Given problem 1
Do the following statements agree with the US consumer spending outlook below? Answer each with yes or no and quote the words from the outlook that settle it.
(a) Consumer spending made up about 60% of US GDP in the 1950s.
(b) Consumer spending growth picked up between 2015 and 2016.
(c) Retail sales are growing by around 5% per year.
Given problem 2
According to the US consumer spending outlook below, what should outpace inflation?
Given problem 3
Extend the US consumer spending outlook below, picking up after its final sentence.

Selected excerpt
╔══

US: Consumer spending should lose steam

Economic outlook - 9/28/2016

Consumer spending could continue to grow in 2017, albeit at a slower pace. Household disposable income is likely to be buoyed by wage growth, which should outpace inflation. Our forecasts could be revised after the results of the presidential election.

GDP growth in the USA has historically been driven by consumer spending, whose share of GDP has risen from 60% in the 1950s to around 70% today. Despite this trend, consumer spending growth – like GDP growth – has slackened (see left-hand chart). It slipped from a record 3.2% in 2015 to 2.6% so far in 2016 and could slow even further in 2017. It is nevertheless likely to be one of the only components supporting US GDP growth.

Household disposable income up despite the recent rise in oil prices
Retail sales continue to grow by around 3% per year, and consumer confidence remains solid (see righthand chart). Yet growth in consumer spending will depend on the following variables: 1. real disposable personal income, which may be affected by real wage growth and by tax changes following the elections, 2. inflation, which can reduce household purchasing power, and 3. fluctuating oil prices, which can influence consumer buying behaviour and the level of household savings.

╚══

Data listing
╔══

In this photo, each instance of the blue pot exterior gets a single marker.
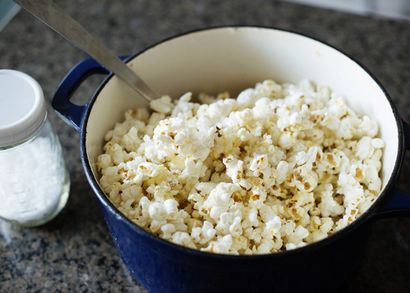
(161, 266)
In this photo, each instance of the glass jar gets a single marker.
(34, 182)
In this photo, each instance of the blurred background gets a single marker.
(396, 9)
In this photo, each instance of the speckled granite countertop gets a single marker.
(75, 252)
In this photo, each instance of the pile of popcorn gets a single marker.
(279, 167)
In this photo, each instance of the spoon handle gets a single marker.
(77, 35)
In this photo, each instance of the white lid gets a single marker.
(22, 107)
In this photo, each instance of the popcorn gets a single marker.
(277, 168)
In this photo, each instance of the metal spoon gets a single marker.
(77, 35)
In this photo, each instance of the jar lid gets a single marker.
(22, 107)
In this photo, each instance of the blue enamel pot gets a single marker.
(234, 58)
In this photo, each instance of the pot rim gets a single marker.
(366, 216)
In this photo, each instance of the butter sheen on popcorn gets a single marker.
(277, 168)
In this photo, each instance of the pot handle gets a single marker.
(398, 204)
(71, 113)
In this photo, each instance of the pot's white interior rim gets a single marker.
(234, 58)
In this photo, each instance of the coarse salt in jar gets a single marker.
(34, 182)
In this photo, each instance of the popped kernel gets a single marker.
(277, 168)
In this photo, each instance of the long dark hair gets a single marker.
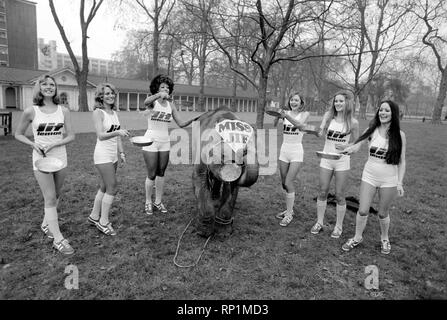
(393, 133)
(38, 96)
(158, 80)
(290, 98)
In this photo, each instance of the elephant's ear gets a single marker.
(250, 170)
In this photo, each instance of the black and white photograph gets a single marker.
(232, 153)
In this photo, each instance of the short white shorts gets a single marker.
(342, 164)
(157, 146)
(380, 176)
(291, 153)
(100, 158)
(58, 152)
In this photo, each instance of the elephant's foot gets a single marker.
(204, 227)
(224, 228)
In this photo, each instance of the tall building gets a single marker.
(50, 59)
(18, 34)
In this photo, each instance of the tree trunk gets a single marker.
(437, 109)
(155, 51)
(82, 84)
(233, 96)
(356, 103)
(262, 100)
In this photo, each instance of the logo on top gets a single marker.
(161, 116)
(290, 129)
(235, 133)
(336, 135)
(379, 153)
(114, 127)
(50, 129)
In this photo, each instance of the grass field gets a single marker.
(260, 260)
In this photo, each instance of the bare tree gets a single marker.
(434, 16)
(80, 72)
(158, 12)
(274, 21)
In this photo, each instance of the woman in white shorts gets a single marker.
(338, 127)
(160, 112)
(52, 130)
(291, 154)
(105, 156)
(383, 172)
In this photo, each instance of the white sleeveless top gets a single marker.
(158, 122)
(378, 147)
(376, 164)
(291, 134)
(48, 129)
(106, 150)
(336, 134)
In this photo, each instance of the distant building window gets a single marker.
(64, 99)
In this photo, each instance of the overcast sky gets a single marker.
(104, 37)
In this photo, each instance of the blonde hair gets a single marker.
(37, 94)
(348, 113)
(99, 95)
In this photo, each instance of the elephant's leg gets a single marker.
(205, 203)
(224, 221)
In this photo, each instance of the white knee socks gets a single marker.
(159, 184)
(384, 227)
(53, 224)
(360, 224)
(290, 200)
(321, 209)
(96, 211)
(44, 222)
(149, 185)
(106, 203)
(341, 210)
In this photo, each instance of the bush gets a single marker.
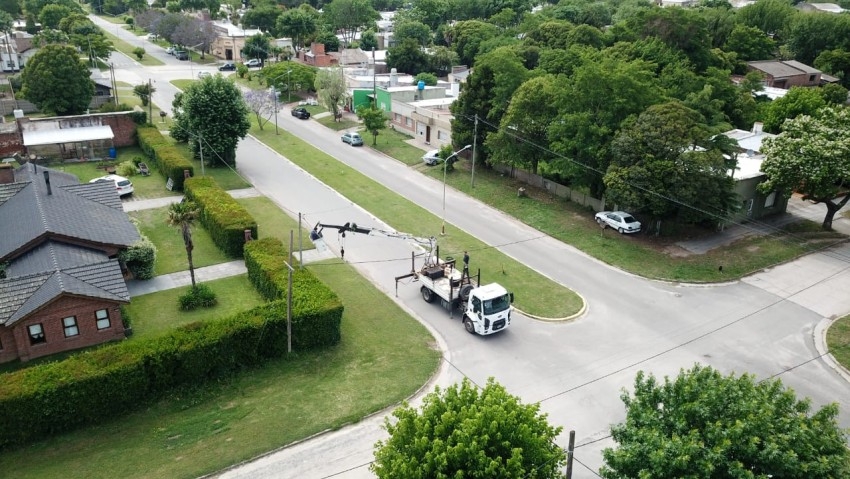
(200, 296)
(224, 218)
(170, 161)
(139, 258)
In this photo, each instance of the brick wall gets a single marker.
(51, 320)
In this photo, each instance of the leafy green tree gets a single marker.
(56, 80)
(522, 138)
(703, 424)
(297, 24)
(257, 46)
(212, 111)
(798, 101)
(750, 43)
(408, 57)
(331, 89)
(373, 119)
(812, 156)
(465, 432)
(349, 16)
(183, 215)
(144, 91)
(657, 167)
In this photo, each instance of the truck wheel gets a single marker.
(465, 290)
(427, 295)
(467, 324)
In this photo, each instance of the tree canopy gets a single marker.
(811, 156)
(56, 80)
(214, 112)
(466, 432)
(704, 424)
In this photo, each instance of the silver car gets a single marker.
(619, 220)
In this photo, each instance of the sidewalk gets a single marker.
(797, 210)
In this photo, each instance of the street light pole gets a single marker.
(445, 168)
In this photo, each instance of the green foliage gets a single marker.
(466, 432)
(170, 161)
(811, 156)
(223, 217)
(198, 296)
(140, 258)
(703, 424)
(57, 81)
(98, 385)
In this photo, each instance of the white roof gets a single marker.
(67, 135)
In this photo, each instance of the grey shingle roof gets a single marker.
(89, 212)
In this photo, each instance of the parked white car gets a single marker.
(619, 220)
(122, 185)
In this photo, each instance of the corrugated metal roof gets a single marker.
(67, 135)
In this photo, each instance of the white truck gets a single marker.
(486, 308)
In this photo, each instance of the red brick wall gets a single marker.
(51, 321)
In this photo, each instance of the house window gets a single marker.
(70, 325)
(102, 317)
(770, 201)
(36, 333)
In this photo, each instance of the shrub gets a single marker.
(139, 258)
(170, 161)
(224, 218)
(200, 296)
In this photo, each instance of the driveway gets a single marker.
(763, 325)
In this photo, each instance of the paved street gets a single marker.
(765, 325)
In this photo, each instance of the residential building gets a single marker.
(62, 284)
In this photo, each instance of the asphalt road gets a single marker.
(764, 325)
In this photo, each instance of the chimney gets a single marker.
(7, 174)
(47, 181)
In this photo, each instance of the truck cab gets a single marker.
(488, 309)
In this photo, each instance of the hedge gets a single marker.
(167, 158)
(105, 383)
(224, 218)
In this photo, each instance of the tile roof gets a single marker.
(89, 212)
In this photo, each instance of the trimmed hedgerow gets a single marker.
(107, 382)
(169, 160)
(224, 218)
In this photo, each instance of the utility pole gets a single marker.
(474, 144)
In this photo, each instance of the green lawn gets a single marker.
(127, 49)
(170, 250)
(234, 294)
(838, 341)
(535, 293)
(384, 356)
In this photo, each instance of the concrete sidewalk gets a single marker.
(798, 209)
(209, 273)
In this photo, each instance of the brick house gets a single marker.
(62, 284)
(785, 74)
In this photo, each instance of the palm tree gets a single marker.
(184, 214)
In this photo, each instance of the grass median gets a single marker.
(535, 294)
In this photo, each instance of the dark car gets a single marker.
(301, 113)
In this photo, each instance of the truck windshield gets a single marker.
(496, 305)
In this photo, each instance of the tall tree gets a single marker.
(373, 119)
(183, 215)
(213, 112)
(466, 432)
(664, 164)
(331, 88)
(812, 156)
(349, 16)
(56, 80)
(704, 424)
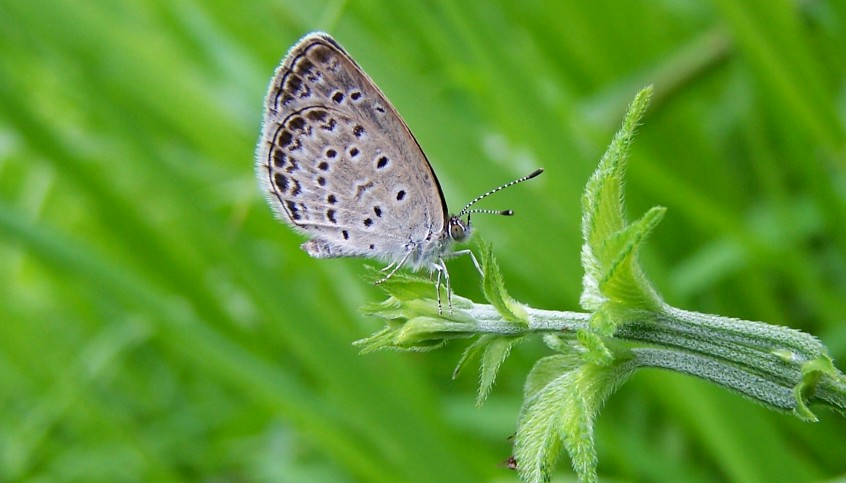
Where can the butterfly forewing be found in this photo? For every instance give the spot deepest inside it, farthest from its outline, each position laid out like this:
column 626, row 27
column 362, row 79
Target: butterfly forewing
column 339, row 164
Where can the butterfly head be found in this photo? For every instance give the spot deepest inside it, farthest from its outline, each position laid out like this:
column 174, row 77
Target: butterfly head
column 459, row 230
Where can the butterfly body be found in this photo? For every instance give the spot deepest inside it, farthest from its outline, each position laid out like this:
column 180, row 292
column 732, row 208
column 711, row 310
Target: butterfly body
column 339, row 165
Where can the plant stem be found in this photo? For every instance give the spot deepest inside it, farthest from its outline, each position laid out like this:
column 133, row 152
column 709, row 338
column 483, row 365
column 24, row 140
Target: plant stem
column 760, row 361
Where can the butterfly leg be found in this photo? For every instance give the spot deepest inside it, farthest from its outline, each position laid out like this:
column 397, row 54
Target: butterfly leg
column 472, row 257
column 440, row 266
column 438, row 287
column 393, row 268
column 388, row 267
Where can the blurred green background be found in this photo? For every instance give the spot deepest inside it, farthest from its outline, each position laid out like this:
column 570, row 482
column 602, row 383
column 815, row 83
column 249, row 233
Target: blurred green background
column 157, row 324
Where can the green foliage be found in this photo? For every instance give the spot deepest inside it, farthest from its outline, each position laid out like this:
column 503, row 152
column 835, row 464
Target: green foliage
column 157, row 324
column 775, row 366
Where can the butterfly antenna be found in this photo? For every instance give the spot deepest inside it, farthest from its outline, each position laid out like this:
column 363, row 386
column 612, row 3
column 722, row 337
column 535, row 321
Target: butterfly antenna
column 466, row 210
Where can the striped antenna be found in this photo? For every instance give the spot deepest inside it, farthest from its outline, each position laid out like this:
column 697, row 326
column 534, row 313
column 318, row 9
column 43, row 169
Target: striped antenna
column 466, row 210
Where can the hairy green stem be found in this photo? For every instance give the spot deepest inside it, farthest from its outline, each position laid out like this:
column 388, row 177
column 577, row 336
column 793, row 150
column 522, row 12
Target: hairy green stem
column 760, row 361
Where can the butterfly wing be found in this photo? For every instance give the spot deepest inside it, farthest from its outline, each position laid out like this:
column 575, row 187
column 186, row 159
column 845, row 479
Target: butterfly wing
column 339, row 164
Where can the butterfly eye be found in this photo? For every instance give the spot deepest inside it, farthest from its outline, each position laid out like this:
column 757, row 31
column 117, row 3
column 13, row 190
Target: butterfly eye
column 456, row 229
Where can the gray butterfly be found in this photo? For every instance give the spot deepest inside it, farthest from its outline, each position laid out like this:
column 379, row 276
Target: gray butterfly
column 338, row 164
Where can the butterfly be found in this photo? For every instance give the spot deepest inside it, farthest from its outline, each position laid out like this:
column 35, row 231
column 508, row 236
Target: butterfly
column 339, row 165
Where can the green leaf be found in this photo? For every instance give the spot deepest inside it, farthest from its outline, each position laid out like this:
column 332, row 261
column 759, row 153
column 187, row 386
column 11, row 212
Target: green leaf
column 494, row 289
column 612, row 272
column 496, row 351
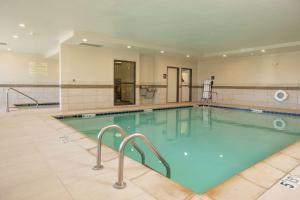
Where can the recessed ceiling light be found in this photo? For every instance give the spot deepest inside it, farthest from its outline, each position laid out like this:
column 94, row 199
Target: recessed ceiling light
column 22, row 25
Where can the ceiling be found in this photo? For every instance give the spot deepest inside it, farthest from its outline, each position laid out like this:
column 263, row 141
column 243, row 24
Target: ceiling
column 197, row 27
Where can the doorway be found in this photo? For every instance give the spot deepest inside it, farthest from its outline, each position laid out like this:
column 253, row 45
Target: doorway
column 173, row 84
column 186, row 85
column 124, row 82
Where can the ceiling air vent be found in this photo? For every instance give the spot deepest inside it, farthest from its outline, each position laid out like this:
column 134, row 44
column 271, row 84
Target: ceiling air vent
column 91, row 45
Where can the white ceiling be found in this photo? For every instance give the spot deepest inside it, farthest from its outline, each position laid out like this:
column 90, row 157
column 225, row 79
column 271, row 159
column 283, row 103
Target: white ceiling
column 200, row 27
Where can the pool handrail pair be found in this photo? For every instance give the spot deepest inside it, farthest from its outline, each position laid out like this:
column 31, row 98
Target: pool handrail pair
column 120, row 184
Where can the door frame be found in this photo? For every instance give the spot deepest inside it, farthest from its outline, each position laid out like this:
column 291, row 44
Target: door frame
column 177, row 86
column 190, row 85
column 134, row 96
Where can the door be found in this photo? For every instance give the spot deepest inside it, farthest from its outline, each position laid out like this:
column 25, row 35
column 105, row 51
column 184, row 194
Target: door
column 173, row 84
column 186, row 85
column 124, row 82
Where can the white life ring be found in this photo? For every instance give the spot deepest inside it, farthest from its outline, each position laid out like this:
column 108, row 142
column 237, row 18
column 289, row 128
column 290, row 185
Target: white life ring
column 280, row 95
column 279, row 124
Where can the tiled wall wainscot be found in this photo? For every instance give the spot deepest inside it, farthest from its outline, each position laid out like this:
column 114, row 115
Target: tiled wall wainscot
column 42, row 93
column 263, row 97
column 86, row 98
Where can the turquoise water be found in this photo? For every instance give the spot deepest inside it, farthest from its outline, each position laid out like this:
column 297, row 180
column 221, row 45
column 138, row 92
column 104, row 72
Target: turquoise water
column 204, row 146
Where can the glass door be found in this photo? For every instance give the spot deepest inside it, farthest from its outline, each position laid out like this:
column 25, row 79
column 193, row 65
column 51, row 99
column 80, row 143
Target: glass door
column 186, row 85
column 124, row 82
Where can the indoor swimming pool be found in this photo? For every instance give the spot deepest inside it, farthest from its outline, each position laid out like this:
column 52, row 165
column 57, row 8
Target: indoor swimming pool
column 204, row 146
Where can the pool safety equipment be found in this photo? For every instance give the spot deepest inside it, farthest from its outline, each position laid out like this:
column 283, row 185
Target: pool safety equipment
column 99, row 165
column 280, row 95
column 120, row 184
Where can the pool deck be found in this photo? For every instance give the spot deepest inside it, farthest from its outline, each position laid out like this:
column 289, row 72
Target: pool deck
column 42, row 158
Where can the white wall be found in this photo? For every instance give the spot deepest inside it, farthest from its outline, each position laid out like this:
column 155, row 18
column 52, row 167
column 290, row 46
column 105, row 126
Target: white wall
column 91, row 65
column 15, row 69
column 18, row 71
column 154, row 66
column 266, row 73
column 277, row 69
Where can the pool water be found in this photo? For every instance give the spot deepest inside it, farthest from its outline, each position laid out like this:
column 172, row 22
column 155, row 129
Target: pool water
column 203, row 146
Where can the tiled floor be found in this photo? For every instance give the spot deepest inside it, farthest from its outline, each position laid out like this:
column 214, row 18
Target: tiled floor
column 41, row 158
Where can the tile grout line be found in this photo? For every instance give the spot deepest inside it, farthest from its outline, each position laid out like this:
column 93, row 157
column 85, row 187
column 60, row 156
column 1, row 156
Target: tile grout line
column 285, row 174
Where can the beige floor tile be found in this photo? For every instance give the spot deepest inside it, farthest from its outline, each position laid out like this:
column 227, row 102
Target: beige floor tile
column 132, row 169
column 160, row 187
column 280, row 192
column 201, row 197
column 282, row 162
column 144, row 196
column 236, row 188
column 263, row 175
column 293, row 151
column 34, row 188
column 87, row 143
column 91, row 184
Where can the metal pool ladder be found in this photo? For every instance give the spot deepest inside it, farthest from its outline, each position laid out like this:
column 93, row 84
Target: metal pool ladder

╚══

Output 1
(a) Yes: "whose share of GDP has risen from 60% in the 1950s to around 70% today"
(b) No: "It slipped from a record 3.2% in 2015 to 2.6% so far in 2016"
(c) No: "Retail sales continue to grow by around 3% per year"

Output 2
Wage growth.

Output 3
1 – Household personal income breaks down as follows: 71.8% gross wages, 18.6% property income (dividends, interest, rent), 9.6% social benefits (net of contributions). And on average, the tax levied on this income is 12.2%. Each of these subcategories can affect consumer buying decisions and, ultimately, GDP growth.

  • When it comes to wages, opposing forces are at work. Wages are pushed upward by factors including full employment, the high number of job openings and the mismatch between the labour market’s needs and the skills on offer (see left-hand chart). But at the same time, wage growth is held in check by a levelling off in the labour force participation rate (the labour force is composed of people working or actively seeking work. The participation rate is the ratio of the labour force to the totalpopulation in that age range (16-64 years old). and declining productivity, which erodes margins (see right-hand chart).

  • Net household wealth affects buying decisions. First, rising property and financial markets feed consumer confidence. Second, when the markets are trending upward, households’ borrowing capacity increases as the value of their collateral rises (e.g. real estate). Household lending has expanded by 1.6% since the start of the year, and banks’ lending conditions to households are generally accommodative. Only auto loan conditions have tightened (see left-hand chart); banks are much more cautious now following several quarters of strong growth in auto lending (+11.2% in 2015), driven in part by a catch-up effect following the crisis. The default rate edged upward to 3.5% in Q2 2016, and interest rates are also up slightly.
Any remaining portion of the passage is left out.